▶ **TASKS AND EXERCISES**
1 – Please set down everything in the blog post from "I’m learning to" down to "the knife days.", word for word.
2 – Say whether each statement agrees with the blog post, answering yes or no and quoting the deciding words: (a) the writer finds it easy to admit not knowing how to do something; (b) forks are described as having sharper points than spoons; (c) the blog post says The Spoon Theory serves only people with chronic illnesses.
3 – According to the blog post, what can even a small project turn into?

▶ **EXCERPTED TEXT**
The Days When My Spoons Are All Knives
If you’re not familiar with The Spoon Theory, take a moment to read it over. For those with chronic illnesses (and many of those without), it has become one of the best metaphors for what it is like to live knowing you only have so much energy to spend. It allows us a shortcut when expressing our current condition that both expresses the broad range of complications that come with a shortage and allows us to save the energy required to explain that shortage over and over. It will also make this whole mess of a blog post a lot easier to understand.
When you combine depression and chronic illness, suddenly all of those spoons start to seem like forks. Still a pretty useful utensil, but with sharper points, harder edges, and only somewhat useful when your whole day is one big soupy mess of self doubt and negativity. Frequently I’ll find myself with a larger than usual bundle of utensils, all of them completely useless for the important things. I may spend the day struggling to put aside my creative urge in favor of work productivity, only to get home and find that not only has all of my productive energy drained away, but all of the creative energy as well.
I’m learning to recognize the fork days, though. Not just recognize them, but ask for help with them. And being okay with the asking. Right now one of the major things I’m working through is the idea that asking for help is a sign of weakness. Admitting that I can’t do something because I can’t figure out how to do it is hard enough. Admitting that I can’t do something because my brain refuses to be sane about it? That’s harder. Especially when it’s something I very much want to do, or something I have promised someone I can do. Even a small project can turn into a pile of little projects, each slippery and difficult to round up, like peas on a plate. I can take a stab at some of them, but others keep rolling away and hiding under everything else, refusing to be gathered up.
And then, there are the knife days.

▶ **DATASET EXCERPTS**
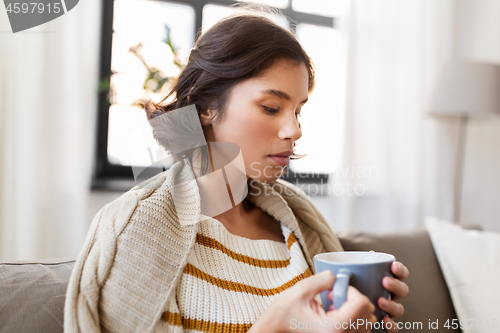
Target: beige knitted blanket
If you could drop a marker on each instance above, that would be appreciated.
(137, 247)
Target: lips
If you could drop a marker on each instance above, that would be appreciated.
(280, 160)
(285, 153)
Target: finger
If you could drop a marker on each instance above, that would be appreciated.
(390, 325)
(392, 308)
(400, 270)
(315, 284)
(395, 286)
(357, 305)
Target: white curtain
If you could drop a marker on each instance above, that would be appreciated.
(48, 105)
(396, 49)
(396, 156)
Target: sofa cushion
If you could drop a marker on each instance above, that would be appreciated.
(32, 295)
(469, 260)
(429, 299)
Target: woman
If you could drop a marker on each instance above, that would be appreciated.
(153, 262)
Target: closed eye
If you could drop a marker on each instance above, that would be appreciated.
(270, 110)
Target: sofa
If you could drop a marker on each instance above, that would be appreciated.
(32, 293)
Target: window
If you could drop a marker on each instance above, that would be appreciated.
(144, 45)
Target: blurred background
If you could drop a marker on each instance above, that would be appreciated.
(72, 124)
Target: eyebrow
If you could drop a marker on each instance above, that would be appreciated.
(280, 94)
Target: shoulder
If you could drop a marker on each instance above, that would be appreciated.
(157, 189)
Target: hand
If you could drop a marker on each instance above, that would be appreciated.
(398, 290)
(297, 305)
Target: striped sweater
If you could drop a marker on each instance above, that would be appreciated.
(141, 248)
(229, 281)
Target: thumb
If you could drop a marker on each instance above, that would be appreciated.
(317, 283)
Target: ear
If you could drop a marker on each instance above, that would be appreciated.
(206, 116)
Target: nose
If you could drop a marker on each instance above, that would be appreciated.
(289, 128)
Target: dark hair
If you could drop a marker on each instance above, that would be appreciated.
(236, 48)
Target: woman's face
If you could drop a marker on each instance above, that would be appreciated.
(261, 117)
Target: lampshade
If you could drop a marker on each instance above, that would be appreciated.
(467, 89)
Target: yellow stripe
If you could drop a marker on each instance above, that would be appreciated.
(202, 325)
(241, 287)
(214, 244)
(291, 240)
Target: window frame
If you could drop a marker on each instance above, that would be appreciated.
(111, 177)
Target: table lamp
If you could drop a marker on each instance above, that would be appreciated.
(465, 89)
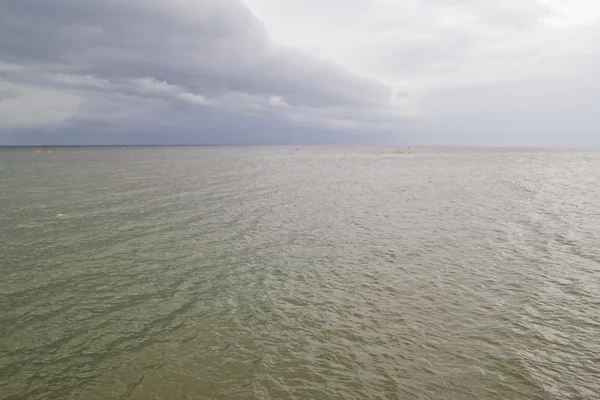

▶ **ANSWERS IN ORDER**
1 –
I’m learning to recognize the fork days, though. Not just recognize them, but ask for help with them. And being okay with the asking. Right now one of the major things I’m working through is the idea that asking for help is a sign of weakness. Admitting that I can’t do something because I can’t figure out how to do it is hard enough. Admitting that I can’t do something because my brain refuses to be sane about it? That’s harder. Especially when it’s something I very much want to do, or something I have promised someone I can do. Even a small project can turn into a pile of little projects, each slippery and difficult to round up, like peas on a plate. I can take a stab at some of them, but others keep rolling away and hiding under everything else, refusing to be gathered up.
And then, there are the knife days.

2 –
(a) No: "Admitting that I can’t do something because I can’t figure out how to do it is hard enough."
(b) Yes: "with sharper points, harder edges"
(c) No: "For those with chronic illnesses (and many of those without)"

3 – A pile of little projects, each slippery and difficult to round up, like peas on a plate.